**Task to carry out:** Show each line of the rows below that contains the string "positive", treating uppercase and lowercase as different.
BEGIN Supplied entries
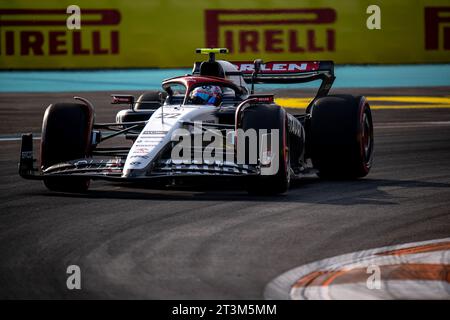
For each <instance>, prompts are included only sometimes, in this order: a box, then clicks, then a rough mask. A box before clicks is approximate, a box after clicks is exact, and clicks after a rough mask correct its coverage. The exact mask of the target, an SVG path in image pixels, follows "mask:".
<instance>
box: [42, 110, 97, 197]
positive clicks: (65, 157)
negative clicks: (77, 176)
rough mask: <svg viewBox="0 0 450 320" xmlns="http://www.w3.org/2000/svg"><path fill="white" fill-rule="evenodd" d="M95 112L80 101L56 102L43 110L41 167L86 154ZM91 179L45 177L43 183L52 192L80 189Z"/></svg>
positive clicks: (81, 156)
mask: <svg viewBox="0 0 450 320" xmlns="http://www.w3.org/2000/svg"><path fill="white" fill-rule="evenodd" d="M93 124H94V111H93V110H92V108H91V107H89V106H87V105H84V104H79V103H56V104H51V105H50V106H48V108H47V110H46V111H45V115H44V121H43V124H42V136H41V167H42V169H46V168H48V167H50V166H52V165H54V164H57V163H61V162H64V161H68V160H75V159H80V158H86V157H89V153H90V146H91V137H92V127H93ZM89 182H90V179H88V178H78V177H52V178H50V177H47V178H44V184H45V186H46V187H47V188H48V189H50V190H53V191H68V192H83V191H86V190H87V189H88V187H89Z"/></svg>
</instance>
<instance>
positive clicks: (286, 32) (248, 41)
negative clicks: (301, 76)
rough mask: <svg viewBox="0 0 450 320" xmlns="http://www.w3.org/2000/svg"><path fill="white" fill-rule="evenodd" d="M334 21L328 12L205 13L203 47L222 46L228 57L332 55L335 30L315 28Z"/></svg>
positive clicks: (316, 11)
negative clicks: (318, 53) (237, 56)
mask: <svg viewBox="0 0 450 320" xmlns="http://www.w3.org/2000/svg"><path fill="white" fill-rule="evenodd" d="M240 17H242V18H240ZM253 17H254V18H253ZM280 17H281V18H280ZM335 21H336V11H335V10H334V9H332V8H318V9H219V10H215V9H214V10H205V34H206V46H207V47H211V48H214V47H222V46H224V47H227V48H228V49H229V50H230V52H231V53H233V52H239V53H248V52H250V53H257V52H259V51H260V50H262V51H264V52H267V53H284V52H290V53H305V52H323V51H334V50H335V47H336V46H335V29H333V28H327V29H326V30H324V29H323V27H321V28H319V26H324V25H331V26H332V25H333V24H334V22H335ZM249 26H251V27H252V29H251V30H248V27H249ZM267 28H268V29H267ZM318 33H320V37H318V36H317V35H318ZM222 35H223V40H222V42H221V41H219V40H220V39H222ZM318 38H320V39H321V40H320V41H319V40H318ZM300 42H301V43H302V45H301V44H300ZM236 45H237V47H235V46H236Z"/></svg>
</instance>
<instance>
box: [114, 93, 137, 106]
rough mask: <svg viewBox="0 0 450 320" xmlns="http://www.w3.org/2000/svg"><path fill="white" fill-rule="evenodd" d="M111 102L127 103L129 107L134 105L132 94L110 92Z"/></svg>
mask: <svg viewBox="0 0 450 320" xmlns="http://www.w3.org/2000/svg"><path fill="white" fill-rule="evenodd" d="M111 97H112V101H111V104H129V105H130V109H133V106H134V96H132V95H129V94H112V95H111Z"/></svg>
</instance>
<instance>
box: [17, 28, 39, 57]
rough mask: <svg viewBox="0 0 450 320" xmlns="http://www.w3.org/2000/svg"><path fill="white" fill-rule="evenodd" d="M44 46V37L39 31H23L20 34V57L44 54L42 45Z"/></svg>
mask: <svg viewBox="0 0 450 320" xmlns="http://www.w3.org/2000/svg"><path fill="white" fill-rule="evenodd" d="M43 44H44V35H43V34H42V32H39V31H21V32H20V55H22V56H27V55H29V54H31V52H33V54H34V55H36V56H41V55H43V54H44V51H43V50H42V45H43Z"/></svg>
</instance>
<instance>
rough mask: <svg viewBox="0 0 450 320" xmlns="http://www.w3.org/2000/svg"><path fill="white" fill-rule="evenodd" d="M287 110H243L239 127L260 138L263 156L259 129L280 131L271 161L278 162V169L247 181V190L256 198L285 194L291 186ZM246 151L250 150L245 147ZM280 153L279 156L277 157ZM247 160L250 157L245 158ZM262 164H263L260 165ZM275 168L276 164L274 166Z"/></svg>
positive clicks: (260, 142)
mask: <svg viewBox="0 0 450 320" xmlns="http://www.w3.org/2000/svg"><path fill="white" fill-rule="evenodd" d="M286 122H287V120H286V111H285V110H284V109H283V108H281V107H279V106H277V105H252V106H249V107H248V108H246V109H245V110H244V111H242V114H241V119H240V124H241V125H240V128H242V129H243V130H244V132H245V131H246V130H249V129H255V131H256V133H257V137H258V143H257V154H258V161H261V159H259V156H260V150H259V148H260V147H261V136H260V134H259V132H260V130H264V129H266V130H267V133H268V134H269V133H272V132H273V131H272V130H278V149H277V150H271V156H272V161H278V170H277V171H276V173H274V174H268V175H258V176H255V177H251V178H250V179H248V182H247V191H248V192H249V193H250V194H254V195H274V194H280V193H285V192H286V191H287V190H288V189H289V184H290V179H291V176H290V166H289V149H288V145H289V144H288V138H289V137H288V134H287V123H286ZM245 149H246V150H249V148H248V147H247V146H246V148H245ZM275 153H277V154H275ZM246 159H248V155H246ZM260 164H261V163H260ZM271 165H273V163H271Z"/></svg>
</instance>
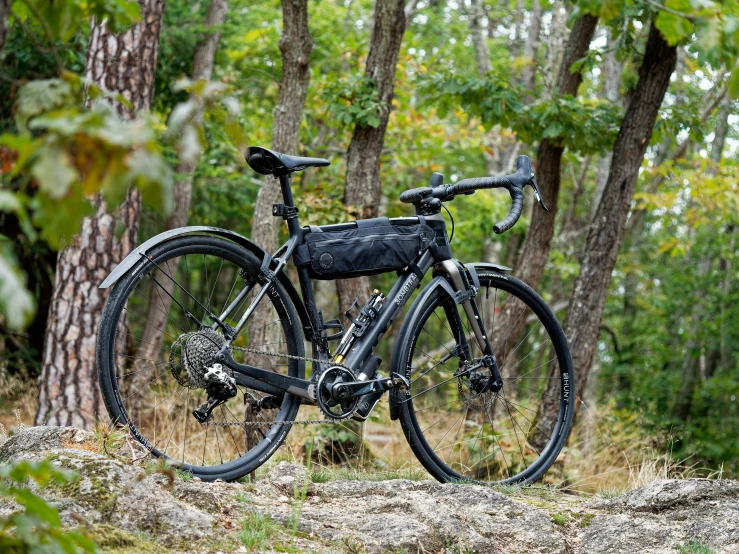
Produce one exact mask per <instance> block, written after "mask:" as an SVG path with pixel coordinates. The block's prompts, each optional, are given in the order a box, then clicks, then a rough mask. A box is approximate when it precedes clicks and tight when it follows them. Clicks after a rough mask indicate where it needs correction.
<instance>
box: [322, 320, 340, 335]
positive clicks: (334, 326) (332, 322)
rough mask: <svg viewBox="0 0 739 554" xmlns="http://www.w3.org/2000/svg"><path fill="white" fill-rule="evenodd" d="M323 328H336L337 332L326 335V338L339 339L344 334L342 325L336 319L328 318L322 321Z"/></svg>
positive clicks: (324, 328) (339, 322)
mask: <svg viewBox="0 0 739 554" xmlns="http://www.w3.org/2000/svg"><path fill="white" fill-rule="evenodd" d="M323 328H324V329H338V330H339V332H338V333H333V334H331V335H327V336H326V340H339V339H340V338H341V337H343V336H344V325H343V324H342V323H341V321H339V320H338V319H330V320H328V321H325V322H324V323H323Z"/></svg>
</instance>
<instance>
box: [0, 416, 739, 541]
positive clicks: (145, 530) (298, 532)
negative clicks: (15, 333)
mask: <svg viewBox="0 0 739 554" xmlns="http://www.w3.org/2000/svg"><path fill="white" fill-rule="evenodd" d="M42 458H50V459H51V460H52V461H53V462H54V463H56V464H59V465H61V466H63V467H66V468H71V469H74V470H76V471H77V472H78V473H79V474H80V476H81V478H80V480H79V481H77V482H75V483H72V484H68V485H65V486H57V487H52V488H49V489H44V491H42V494H43V495H44V497H45V498H46V499H47V500H48V501H50V502H51V503H53V505H55V506H56V507H57V508H58V509H59V511H60V514H61V516H62V520H63V521H64V522H65V523H66V524H69V525H82V526H83V527H85V528H86V529H87V531H88V532H89V533H90V535H91V536H93V537H94V538H95V540H96V541H97V542H98V544H99V545H100V546H101V548H102V549H103V550H104V551H106V552H114V553H121V554H122V553H134V552H137V553H145V552H193V553H201V552H202V553H206V552H208V553H211V552H212V553H215V552H289V553H301V552H306V553H307V552H315V553H323V552H335V553H348V554H359V553H367V554H369V553H393V554H395V553H401V552H406V553H411V552H413V553H432V552H433V553H455V554H462V553H472V552H486V553H487V552H510V553H522V552H547V553H548V552H552V553H555V552H556V553H588V554H590V553H594V554H597V553H606V552H608V553H619V552H624V553H626V552H628V553H632V552H640V553H663V552H664V553H667V552H672V553H675V552H679V553H704V554H708V553H727V554H729V553H734V554H736V553H739V527H738V526H737V525H736V522H737V521H739V482H737V481H733V480H718V479H684V480H679V479H668V480H657V481H653V482H651V483H649V484H647V485H645V486H642V487H639V488H637V489H634V490H631V491H629V492H626V493H623V494H621V495H618V496H615V497H613V498H603V497H601V496H583V495H573V494H567V493H563V492H562V491H557V490H554V489H552V488H549V487H546V486H535V487H527V488H519V487H499V488H487V487H481V486H475V485H456V484H439V483H436V482H432V481H427V480H411V479H391V480H381V481H378V480H357V479H348V480H347V479H346V477H350V478H351V477H352V474H351V473H343V474H338V476H341V477H344V478H343V479H339V480H333V478H334V477H335V476H337V474H332V473H330V472H326V471H321V472H319V473H316V472H311V471H310V470H309V469H307V468H306V467H304V466H302V465H297V464H290V463H287V462H280V463H277V464H274V465H271V466H270V467H269V469H268V472H267V473H266V474H263V477H262V478H260V479H257V481H256V482H236V483H225V482H215V483H204V482H201V481H200V480H198V479H196V478H193V477H191V476H189V475H187V474H182V473H179V472H176V471H175V470H173V469H172V468H168V467H166V466H163V465H161V464H152V463H151V462H145V461H142V462H138V464H131V463H125V462H124V461H123V460H122V459H116V458H117V457H116V458H112V457H110V456H106V455H105V454H103V453H100V444H99V437H96V435H95V434H94V433H91V432H88V431H82V430H79V429H74V428H69V427H67V428H63V427H30V428H25V429H23V430H21V431H20V432H18V433H16V434H15V435H13V436H12V437H10V438H9V439H8V440H7V441H6V442H5V443H4V444H3V445H2V446H0V463H4V462H7V461H10V460H14V459H31V460H38V459H42ZM358 475H359V474H354V477H357V476H358ZM411 476H412V477H413V475H411ZM13 509H14V506H12V505H5V506H3V505H0V517H3V516H6V515H8V514H9V513H10V512H11V511H12V510H13Z"/></svg>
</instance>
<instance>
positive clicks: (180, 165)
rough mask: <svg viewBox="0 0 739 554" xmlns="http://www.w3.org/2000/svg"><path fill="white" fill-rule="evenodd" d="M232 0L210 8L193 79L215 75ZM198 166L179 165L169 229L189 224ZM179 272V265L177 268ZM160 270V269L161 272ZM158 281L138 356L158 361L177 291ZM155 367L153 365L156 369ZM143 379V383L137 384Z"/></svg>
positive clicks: (159, 279) (161, 279) (198, 50)
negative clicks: (163, 328) (228, 4)
mask: <svg viewBox="0 0 739 554" xmlns="http://www.w3.org/2000/svg"><path fill="white" fill-rule="evenodd" d="M228 3H229V0H211V3H210V6H209V8H208V15H207V16H206V18H205V27H206V28H208V29H210V30H211V31H210V32H209V34H208V35H207V36H205V37H204V38H203V40H201V42H199V43H198V45H197V46H196V47H195V52H194V54H193V62H192V78H193V80H195V81H207V80H210V78H211V76H212V75H213V63H214V61H215V55H216V49H217V47H218V41H219V39H220V37H221V26H222V25H223V23H224V22H225V21H226V13H227V12H228ZM194 119H195V122H196V123H198V124H199V123H202V121H203V110H202V108H201V109H199V110H198V112H197V113H196V114H195V116H194ZM196 167H197V162H196V161H195V160H192V161H190V160H188V161H180V162H179V163H178V164H177V168H176V170H175V171H176V173H177V175H183V176H184V177H182V178H181V179H177V181H175V184H174V211H173V212H172V215H171V216H170V217H169V218H167V222H166V230H169V229H177V228H178V227H184V226H185V225H187V216H188V212H189V210H190V199H191V197H192V179H193V172H194V171H195V168H196ZM173 271H174V272H175V273H176V272H177V267H176V266H175V268H174V270H173ZM157 273H159V272H157ZM156 280H157V281H158V282H159V283H161V285H162V288H163V289H165V291H166V292H165V293H162V291H160V293H159V294H153V295H152V296H151V304H150V305H149V313H148V315H147V318H146V321H148V322H149V325H145V326H144V331H143V336H142V337H141V341H140V343H139V348H138V353H137V354H136V357H137V358H140V359H143V360H158V359H159V358H160V357H161V353H162V350H161V346H162V345H161V343H162V339H163V338H164V334H163V333H162V332H160V331H159V329H162V328H164V327H165V325H166V322H167V314H169V308H170V305H171V303H172V297H171V296H170V295H171V294H172V293H173V292H174V287H175V285H174V282H173V281H172V279H169V278H167V277H166V276H164V275H161V274H160V275H157V277H156ZM152 369H153V368H152ZM150 380H151V374H150V373H149V372H147V371H143V370H139V371H138V372H137V373H136V375H135V377H134V387H136V386H137V385H139V384H143V383H147V382H148V381H150ZM137 381H138V382H140V383H137Z"/></svg>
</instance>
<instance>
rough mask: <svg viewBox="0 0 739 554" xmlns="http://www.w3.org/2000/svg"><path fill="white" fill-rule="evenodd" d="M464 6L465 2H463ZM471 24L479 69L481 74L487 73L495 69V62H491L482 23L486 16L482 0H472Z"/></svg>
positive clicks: (468, 14)
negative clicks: (482, 27)
mask: <svg viewBox="0 0 739 554" xmlns="http://www.w3.org/2000/svg"><path fill="white" fill-rule="evenodd" d="M461 5H462V6H464V4H461ZM468 16H469V24H470V38H471V39H472V46H473V48H474V49H475V60H476V61H477V70H478V72H479V73H480V75H485V74H487V73H490V72H491V71H492V70H493V64H492V63H491V62H490V50H489V49H488V45H487V42H486V40H485V34H484V33H483V29H482V23H483V18H484V17H485V10H484V9H483V6H482V2H481V0H470V8H469V14H468Z"/></svg>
END Supplied entries
**Response for this exercise:**
positive clicks: (65, 157)
positive clicks: (81, 156)
positive clicks: (286, 32) (248, 41)
positive clicks: (316, 11)
positive clicks: (260, 142)
positive clicks: (334, 326) (332, 322)
positive clicks: (324, 328) (339, 322)
positive clicks: (145, 530) (298, 532)
positive clicks: (180, 165)
positive clicks: (159, 279) (161, 279) (198, 50)
positive clicks: (468, 14)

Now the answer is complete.